Habitats: Rocky places near the sea shore
Main bloom time: autumn
Harvest time: autumn
Growth: ca. 7-15 meters
Edible parts: pods and seeds
Other uses: animal feed, dietary supplement, nitrogen fixer
Plants present at Son Selva: ca. 25
The super tree
Without care and water, it grows in the greatest modesty and produces rich superfood of the finest. It is extremely resistant to heat, drought and salt. As a legume, it not only feeds livestock and humans with its pods, but also fixes nitrogen to its roots and thus contributes to the fertility of the soil.
The carob is a flowering evergreen tree or shrub of the legume family, Fabaceae. It is widely cultivated for its edible fruitpods mostly to feed livestock. But became quite popular as "super food" in recent years. The carob tree is native to the Mediterranean region and the Middle East.
I love this tree for various reasons:
it is beautiful
it provides us with shade throughout the year
the pods are nutritious and sell for a quite good price at the moment
it is nitrogen fixing, meaning it can provide nutrients to other plants around it
it is drought and salt tolerant
we already have about 25 carob trees on our property (and will plant some more!)
If you haven't already: You can sponsor one of our carob grannies to support this project.
Most of our carob trees are placed close to the stone walls. I guess because they haven't been considered a valuable crop in the past.
The species is dioecious (individual flowers are either male or female, but only one sex is to be found on any one plant so both male and female plants must be grown if seed is required). Fun fact: The carob tree is pollinated by wasps and flies.
The super food
The ripe, dried, and sometimes toasted pod is ground into carob powder, which was used as an ersatz cocoa powder, especially since the 1970s natural food movement. The pods take a full year to develop and ripen. They are dried on the tree before harvest. That's when they develop their unique sweet taste. The pulp is sweet and reminiscent of dried fruit and cocoa. The pods are processed into powder and consumed as a natural sugar or cocoa substitute. Carob is rich in fiber and minerals such as iron and calcium. Carob pods are not only delicious, but also good for digestion and the immune system.
As if these weren't enough reasons to get excited about this tree, the seeds in carob pods are also used. The seeds provide a thickening agent called carob bean gum, also known as carubin. It is used in confectionery, sauces, soups, puddings and glacé. For dietary purposes, locust bean gum is used as a baking aid in gluten-free bread. A substance isolated from the kernel has been shown to lower both blood sugar and cholesterol levels, and has a weight-reducing effect.
Here in Mallorca, carob trees are often found on the edge of almond or olive groves. More and more often, however, they are cultivated on a larger scale, since their fruit can be sold well and the trees can survive with practically no care, even as the climate warms up. The pods serve as fodder for sheep and goats. There are also about 25 old carob trees on my property and and planted a couple of young ones too. I can hardly wait for the harvest in autumn.
################
=== WHAT TO DO ===
Summarize the carob profile above in two sentences.

=== DATA PROVIDED ===
################
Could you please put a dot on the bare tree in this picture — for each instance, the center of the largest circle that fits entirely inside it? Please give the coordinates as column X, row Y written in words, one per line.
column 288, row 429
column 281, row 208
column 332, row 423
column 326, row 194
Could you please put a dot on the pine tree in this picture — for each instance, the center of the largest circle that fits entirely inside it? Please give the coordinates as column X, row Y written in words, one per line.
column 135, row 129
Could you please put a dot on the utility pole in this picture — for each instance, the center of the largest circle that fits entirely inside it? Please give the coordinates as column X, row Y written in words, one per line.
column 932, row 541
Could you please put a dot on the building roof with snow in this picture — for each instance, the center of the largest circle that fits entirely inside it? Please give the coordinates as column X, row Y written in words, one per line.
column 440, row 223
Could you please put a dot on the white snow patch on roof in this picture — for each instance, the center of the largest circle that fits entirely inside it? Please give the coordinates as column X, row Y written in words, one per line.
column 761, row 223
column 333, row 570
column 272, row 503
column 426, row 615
################
=== RESPONSE TO THIS EXERCISE ===
The carob is an evergreen legume tree native to the Mediterranean region and the Middle East that withstands heat, drought and salt, fixes nitrogen in the soil, and grows about 25 strong at Son Selva. Its sweet pods are fed to livestock and ground into a powder used as a cocoa or sugar substitute, while its seeds yield carob bean gum, a thickener used in foods and gluten-free bread.